TASK PROMPT:
Each of the following records is to be output exactly.

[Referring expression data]
+++++
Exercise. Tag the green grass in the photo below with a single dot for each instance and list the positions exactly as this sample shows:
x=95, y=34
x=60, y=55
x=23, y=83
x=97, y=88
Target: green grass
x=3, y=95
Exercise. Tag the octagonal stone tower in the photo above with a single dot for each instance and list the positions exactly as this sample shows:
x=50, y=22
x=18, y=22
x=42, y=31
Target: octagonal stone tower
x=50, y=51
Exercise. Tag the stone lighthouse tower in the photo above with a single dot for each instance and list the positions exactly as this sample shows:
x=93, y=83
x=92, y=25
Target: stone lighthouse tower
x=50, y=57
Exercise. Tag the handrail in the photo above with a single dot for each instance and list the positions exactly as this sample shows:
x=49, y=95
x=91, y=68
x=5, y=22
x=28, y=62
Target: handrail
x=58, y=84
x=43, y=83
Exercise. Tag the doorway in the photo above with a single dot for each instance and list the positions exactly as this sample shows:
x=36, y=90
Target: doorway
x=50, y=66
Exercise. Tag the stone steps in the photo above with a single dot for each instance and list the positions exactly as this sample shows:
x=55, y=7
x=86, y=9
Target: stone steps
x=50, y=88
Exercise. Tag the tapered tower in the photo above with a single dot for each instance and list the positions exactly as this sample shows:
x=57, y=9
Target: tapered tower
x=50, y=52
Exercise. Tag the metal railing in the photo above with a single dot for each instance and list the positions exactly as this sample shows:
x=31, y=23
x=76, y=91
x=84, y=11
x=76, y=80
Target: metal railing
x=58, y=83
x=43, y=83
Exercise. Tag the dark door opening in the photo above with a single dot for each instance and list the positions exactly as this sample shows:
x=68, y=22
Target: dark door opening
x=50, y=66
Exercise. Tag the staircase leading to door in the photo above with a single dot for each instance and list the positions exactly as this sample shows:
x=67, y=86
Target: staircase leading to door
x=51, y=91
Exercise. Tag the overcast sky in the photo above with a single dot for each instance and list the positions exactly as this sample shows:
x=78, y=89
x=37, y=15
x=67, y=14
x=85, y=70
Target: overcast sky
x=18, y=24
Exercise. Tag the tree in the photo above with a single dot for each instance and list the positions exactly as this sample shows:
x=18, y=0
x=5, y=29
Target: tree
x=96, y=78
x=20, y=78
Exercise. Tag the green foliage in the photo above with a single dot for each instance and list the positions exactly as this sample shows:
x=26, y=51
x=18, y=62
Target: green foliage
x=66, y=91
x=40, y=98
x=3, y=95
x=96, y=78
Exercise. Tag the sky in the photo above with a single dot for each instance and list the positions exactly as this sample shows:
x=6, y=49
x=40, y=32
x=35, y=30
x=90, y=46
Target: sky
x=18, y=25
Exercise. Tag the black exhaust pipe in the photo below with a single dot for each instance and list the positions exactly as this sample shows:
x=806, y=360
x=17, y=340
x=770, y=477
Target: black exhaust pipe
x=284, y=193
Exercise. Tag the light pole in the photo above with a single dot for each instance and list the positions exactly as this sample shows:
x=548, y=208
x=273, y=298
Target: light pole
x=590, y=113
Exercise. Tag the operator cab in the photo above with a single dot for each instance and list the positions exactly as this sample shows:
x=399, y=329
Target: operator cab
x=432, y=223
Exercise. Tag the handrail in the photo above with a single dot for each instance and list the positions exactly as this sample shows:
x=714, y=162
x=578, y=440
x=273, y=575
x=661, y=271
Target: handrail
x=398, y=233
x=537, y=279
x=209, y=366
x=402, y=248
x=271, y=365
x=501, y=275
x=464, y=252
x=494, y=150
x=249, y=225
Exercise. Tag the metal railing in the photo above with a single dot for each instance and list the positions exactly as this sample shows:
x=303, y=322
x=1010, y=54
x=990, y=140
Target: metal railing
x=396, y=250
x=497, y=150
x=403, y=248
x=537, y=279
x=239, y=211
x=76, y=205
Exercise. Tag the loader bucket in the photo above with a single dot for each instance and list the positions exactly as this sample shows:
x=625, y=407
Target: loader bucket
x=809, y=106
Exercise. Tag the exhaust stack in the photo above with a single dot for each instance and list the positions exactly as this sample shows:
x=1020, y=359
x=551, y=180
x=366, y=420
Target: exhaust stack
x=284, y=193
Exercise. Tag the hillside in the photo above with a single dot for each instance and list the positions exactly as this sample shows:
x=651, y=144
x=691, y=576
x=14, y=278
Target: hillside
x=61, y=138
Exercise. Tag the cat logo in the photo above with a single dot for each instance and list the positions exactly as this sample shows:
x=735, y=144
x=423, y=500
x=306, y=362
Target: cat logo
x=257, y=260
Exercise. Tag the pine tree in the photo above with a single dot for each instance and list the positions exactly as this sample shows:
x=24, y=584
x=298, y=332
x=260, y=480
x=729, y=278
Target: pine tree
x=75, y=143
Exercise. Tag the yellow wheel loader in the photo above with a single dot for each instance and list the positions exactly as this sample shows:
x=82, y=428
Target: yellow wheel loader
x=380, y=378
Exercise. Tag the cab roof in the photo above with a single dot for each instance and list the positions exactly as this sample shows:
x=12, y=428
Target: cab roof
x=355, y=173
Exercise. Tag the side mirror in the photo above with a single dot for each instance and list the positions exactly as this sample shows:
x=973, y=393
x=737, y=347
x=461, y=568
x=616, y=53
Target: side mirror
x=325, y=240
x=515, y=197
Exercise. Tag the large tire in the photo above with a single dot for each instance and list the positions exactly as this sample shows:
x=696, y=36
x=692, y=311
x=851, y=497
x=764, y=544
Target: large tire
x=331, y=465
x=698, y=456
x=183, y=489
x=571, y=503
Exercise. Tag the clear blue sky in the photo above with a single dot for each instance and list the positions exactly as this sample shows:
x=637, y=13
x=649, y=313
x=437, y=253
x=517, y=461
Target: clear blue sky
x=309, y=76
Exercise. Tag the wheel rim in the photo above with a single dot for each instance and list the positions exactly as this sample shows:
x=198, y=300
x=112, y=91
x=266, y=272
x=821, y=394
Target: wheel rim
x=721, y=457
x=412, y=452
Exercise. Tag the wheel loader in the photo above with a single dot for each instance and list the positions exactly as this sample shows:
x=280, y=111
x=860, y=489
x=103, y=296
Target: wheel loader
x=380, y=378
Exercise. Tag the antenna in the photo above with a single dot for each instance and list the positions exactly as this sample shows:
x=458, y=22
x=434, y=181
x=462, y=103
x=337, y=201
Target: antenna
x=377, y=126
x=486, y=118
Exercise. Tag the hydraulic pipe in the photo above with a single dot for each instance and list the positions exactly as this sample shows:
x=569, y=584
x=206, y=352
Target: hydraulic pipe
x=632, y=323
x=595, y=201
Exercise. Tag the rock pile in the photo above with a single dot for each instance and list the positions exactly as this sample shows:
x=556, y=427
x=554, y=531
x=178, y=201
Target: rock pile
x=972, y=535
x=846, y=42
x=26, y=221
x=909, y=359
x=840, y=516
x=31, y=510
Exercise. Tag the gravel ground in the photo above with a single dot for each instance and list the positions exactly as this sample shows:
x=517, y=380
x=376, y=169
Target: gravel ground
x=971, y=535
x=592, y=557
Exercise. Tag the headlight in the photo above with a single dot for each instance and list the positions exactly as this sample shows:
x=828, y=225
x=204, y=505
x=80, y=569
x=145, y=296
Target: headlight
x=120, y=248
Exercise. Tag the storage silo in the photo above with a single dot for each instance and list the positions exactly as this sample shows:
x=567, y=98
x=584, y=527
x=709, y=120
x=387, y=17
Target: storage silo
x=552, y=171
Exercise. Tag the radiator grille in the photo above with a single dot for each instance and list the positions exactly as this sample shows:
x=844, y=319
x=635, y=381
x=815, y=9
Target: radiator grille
+++++
TASK SOLUTION:
Exercise. Tag the green grass in the photo below with a single dot for each instance and list the positions exactly as this sample shows:
x=95, y=34
x=60, y=55
x=23, y=83
x=97, y=88
Target: green grass
x=3, y=95
Exercise. Tag the octagonal stone tower in the photo above with a single dot for each instance and list the positions exactly as this sample shows:
x=50, y=22
x=18, y=22
x=42, y=31
Target: octagonal stone tower
x=50, y=51
Exercise. Tag the stone lighthouse tower in the photo above with a single dot for each instance and list the positions exactly as this sample shows:
x=93, y=83
x=92, y=25
Target: stone lighthouse tower
x=50, y=57
Exercise. Tag the handrail in the photo above with a single dot for each instance and list the positions exactly as this sample shows:
x=49, y=95
x=91, y=68
x=5, y=22
x=28, y=62
Target: handrail
x=58, y=84
x=43, y=83
Exercise. Tag the doorway in the photo above with a single dot for each instance and list the positions exactly as this sample shows:
x=36, y=90
Target: doorway
x=50, y=66
Exercise. Tag the stone steps in the photo above with a single dot for each instance and list the positions exactly as this sample shows:
x=55, y=7
x=86, y=9
Target: stone steps
x=50, y=88
Exercise. Tag the tapered tower in the photo above with a single dot for each instance and list the positions exactly as this sample shows:
x=57, y=9
Target: tapered tower
x=50, y=52
Exercise. Tag the metal railing in the photo above with a single dot for each instance and list the positions exactly as this sample shows:
x=31, y=23
x=76, y=91
x=84, y=11
x=76, y=80
Target: metal railing
x=58, y=83
x=43, y=83
Exercise. Tag the dark door opening in the photo above with a single dot for each instance and list the positions exactly as this sample shows:
x=68, y=22
Target: dark door opening
x=50, y=66
Exercise. Tag the staircase leading to door in the photo above with a single dot for each instance and list the positions exactly as this sample shows:
x=67, y=86
Target: staircase leading to door
x=51, y=91
Exercise. Tag the overcast sky in the photo above with a single dot for each instance and list the positions exactly as this sample shows:
x=78, y=89
x=37, y=15
x=67, y=14
x=85, y=70
Target: overcast sky
x=18, y=24
Exercise. Tag the tree in the photo above with a single dot for each instance and list the positions exactly as this sample shows:
x=18, y=0
x=5, y=29
Target: tree
x=96, y=78
x=20, y=78
Exercise. Tag the green foliage in the photo above with a single dot for each instance and list the positions exactly as this sample shows:
x=26, y=51
x=18, y=62
Target: green foliage
x=66, y=91
x=40, y=98
x=3, y=95
x=96, y=78
Exercise. Tag the sky in the photo above with a single dot for each instance and list the positions exactly as this sample shows:
x=6, y=49
x=40, y=32
x=35, y=30
x=90, y=46
Target: sky
x=18, y=25
Exercise. Tag the black exhaust pipe in the photo below with a single dot for each instance and list the positions exactly as this sample shows:
x=806, y=360
x=17, y=340
x=770, y=477
Target: black exhaust pipe
x=284, y=193
Exercise. Tag the light pole in the photo above with a single dot for each instance and list the positions exactly as this sample shows:
x=548, y=208
x=273, y=298
Target: light pole
x=590, y=113
Exercise. Tag the operator cab in the photo above with a single dot for each instance and list the positions exactly as this sample shows:
x=399, y=329
Target: operator cab
x=432, y=223
Exercise. Tag the handrail in the photo above with a single dot for each instance and list the positions exactly as this sample shows:
x=714, y=162
x=578, y=440
x=273, y=575
x=661, y=271
Target: handrail
x=398, y=233
x=537, y=279
x=209, y=366
x=402, y=248
x=271, y=365
x=501, y=275
x=464, y=252
x=494, y=150
x=249, y=225
Exercise. Tag the metal railing in the photo above with a single dot for each instance and list the positions exactly as this sample shows:
x=303, y=322
x=1010, y=54
x=990, y=140
Target: metal railing
x=396, y=250
x=497, y=150
x=403, y=248
x=537, y=279
x=239, y=211
x=76, y=205
Exercise. Tag the loader bucket in the photo above with a single dot for each instance and list the positions exactly as this sample shows:
x=625, y=407
Target: loader bucket
x=809, y=106
Exercise. Tag the exhaust stack in the photo above with a single dot for each instance and list the positions exactly as this sample shows:
x=1020, y=359
x=551, y=180
x=366, y=420
Target: exhaust stack
x=284, y=193
Exercise. Tag the hillside in the photo above with a single dot for each instance and list the positions exactly as this sample shows:
x=651, y=144
x=691, y=576
x=14, y=278
Target: hillside
x=61, y=138
Exercise. Tag the cat logo in the photo above with a single dot for each instance and list the positions exactly as this sample shows:
x=735, y=144
x=423, y=500
x=306, y=362
Target: cat logo
x=257, y=260
Exercise. Tag the pine tree in the photo above with a single dot for each instance and list the positions exactly as this sample shows:
x=24, y=584
x=298, y=332
x=260, y=480
x=729, y=278
Target: pine tree
x=75, y=143
Exercise. Tag the yellow wheel loader in the photo above with a single dot for each instance and list the positions exactly as this sample shows:
x=82, y=428
Target: yellow wheel loader
x=380, y=378
Exercise. Tag the cab roof in the photo above with a single dot for each instance and list the positions exactly as this sample shows:
x=12, y=428
Target: cab roof
x=355, y=173
Exercise. Tag the side mirror in the photo above with a single dot for each instance and list the positions exactly as this sample shows:
x=973, y=393
x=737, y=347
x=461, y=568
x=616, y=53
Target: side mirror
x=325, y=240
x=515, y=197
Exercise. Tag the large tire in the photo above with a single dot for each instance and list the positions exactly as this sample shows:
x=696, y=36
x=692, y=311
x=851, y=497
x=764, y=544
Target: large tire
x=331, y=465
x=698, y=456
x=183, y=489
x=571, y=503
Exercise. Tag the clear blue sky in the photo above with a single dot for each instance and list the positions exactly as this sample shows:
x=637, y=13
x=649, y=313
x=437, y=253
x=517, y=461
Target: clear blue sky
x=309, y=76
Exercise. Tag the wheel rim in the photo above with a single dot for each instance and list the positions exactly as this sample shows:
x=198, y=300
x=112, y=91
x=266, y=272
x=821, y=394
Target: wheel rim
x=721, y=457
x=412, y=452
Exercise. Tag the wheel loader in the photo above with a single dot for each instance and list the positions exactly as this sample shows:
x=280, y=111
x=860, y=489
x=103, y=296
Target: wheel loader
x=380, y=378
Exercise. Tag the antenna in the photo above with a single dot for each instance and list the positions exactly as this sample shows:
x=458, y=22
x=434, y=181
x=462, y=103
x=337, y=201
Target: antenna
x=377, y=126
x=486, y=118
Exercise. Tag the hydraulic pipe in the photo above with a single dot for each instance and list the positions exactly as this sample shows:
x=569, y=584
x=206, y=352
Target: hydraulic pipe
x=632, y=323
x=595, y=201
Exercise. Tag the rock pile in the photo above with a single dot for each instance and list the positions exactly as this sample shows:
x=556, y=427
x=554, y=531
x=178, y=201
Target: rock pile
x=972, y=535
x=846, y=42
x=26, y=221
x=909, y=359
x=840, y=516
x=31, y=510
Exercise. Tag the gravel ground in the photo above with a single dot for each instance and list the positions exactly as this sample shows:
x=517, y=380
x=376, y=169
Target: gravel ground
x=971, y=535
x=592, y=557
Exercise. Tag the headlight in the photo above with a single dot for each instance and list the positions exactly as this sample shows:
x=828, y=225
x=204, y=505
x=80, y=569
x=145, y=296
Target: headlight
x=120, y=248
Exercise. Tag the storage silo in the photo above with a single dot for each instance and list the positions exactly as this sample shows:
x=567, y=98
x=584, y=527
x=709, y=120
x=387, y=17
Target: storage silo
x=552, y=171
Exercise. Tag the radiator grille in the photo above with a single dot for each instance and list the positions exactly as this sample shows:
x=844, y=319
x=635, y=381
x=815, y=9
Target: radiator grille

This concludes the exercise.